**Passage to read**

Even so, I was a bit skeptical: after all, this was CCTV, the state broadcaster, and its content is closely monitored by the Chinese authorities. So perhaps this new initiative, being aimed solely at American viewers, was being given a little extra leeway. The true test of a TV network’s independence and professionalism is how it deals with contentious issues within its own society, and in China no issue is more sensitive than airborne pollution from coal-fired power plants -- especially after this winter, when the U.S. embassy described pollution levels in Beijing as “crazy bad.” (The EPA’s Air Quality Index is on a scale of zero to 500; in mid-January, the reading in Beijing was 755.)
To get a sense of how the Chinese media are dealing with this, I looked at CCTVs domestic English-language service, and its half-hour flagship talk show, Dialogue. In terms of production values, it’s a more wooden affair than the shows that air on CCTV-America, definitely more C-SPAN than Newshour. However, it broadcasts daily in prime time, is available to viewers across China, and claims a worldwide audience of 80 million.
Seeing that its January 31 edition had devoted a whole half-hour to the air pollution crisis, I settled in to watch, expecting to hear from Communist Party hacks assuring us that the problem was overstated, that the authorities had matters under control, or that, as one official had famously remarked, data from the U.S. embassy was “not only confusing but insulting” and could lead to “social consequences.”
But the show turned out to be a revelation. There was not a hack or a flack in sight. Instead, there were two earnest policy experts -- Xue Lau, the dean of the school of public policy and management at Tsinghua University, and Ma Jun, the outspoken director of the Institute of Public and Environmental Affairs and recipient of the 2012 Goldman Environmental Prize. The program seemed to assume that viewers would have a high level of environmental literacy (at one point, the scroll at the foot of the screen read “Car Emissions: Main Contributor of PM 2.5; I had to wonder how many Americans would know that this referred to fine particulates less than 2.5 microns wide.)

**Data to examine**
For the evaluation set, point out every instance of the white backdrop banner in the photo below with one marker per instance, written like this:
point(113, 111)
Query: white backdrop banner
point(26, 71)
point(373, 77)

**Explore the material**
**a.** Revise the article on CCTV's air pollution coverage, starting at "Even so, I was" and ending at "Beijing was 755.)", and replace "state broadcaster" with "national broadcaster" throughout that stretch.
**b.** Carry the article about CCTV's coverage of China's air pollution forward from its final sentence, writing one or two paragraphs in the same voice.
The material above is separate from the article about CCTV's coverage of air pollution.

**Answer list**
**a.**
Even so, I was a bit skeptical: after all, this was CCTV, the national broadcaster, and its content is closely monitored by the Chinese authorities. So perhaps this new initiative, being aimed solely at American viewers, was being given a little extra leeway. The true test of a TV network’s independence and professionalism is how it deals with contentious issues within its own society, and in China no issue is more sensitive than airborne pollution from coal-fired power plants -- especially after this winter, when the U.S. embassy described pollution levels in Beijing as “crazy bad.” (The EPA’s Air Quality Index is on a scale of zero to 500; in mid-January, the reading in Beijing was 755.)

**b.**
For a full half-hour, Xue and Ma hammered the government on one point after another. It was no good for the authorities to say they were issuing regulations unless there was proof of rigorous enforcement. Air pollution was a public health crisis, and as such it would never be solved without vigorous and informed public input. Why were the data being suppressed? Why should the authorities think that it was enough to promise that the 100 worst polluters would be fined? Which coal-fired power plants were principally responsible? Name them, shame them.
Think of it: a full half-hour on prime time. So if you want to track Gina McCarthy’s tenure at the EPA, or take an in-depth look at Obama’s eventual decision on the Keystone XL pipeline, you can probably skip ABC, CBS, NBC, Fox and their cohort and instead tune in to one network that is funded by Gulf state oil money and another that is run by the world’s biggest carbon polluter. If, on the other hand, you have an appetite for women in helmets and shoulder pads, or want to keep abreast of the latest developments in Queen Elizabeth’s GI tract, you know where to go.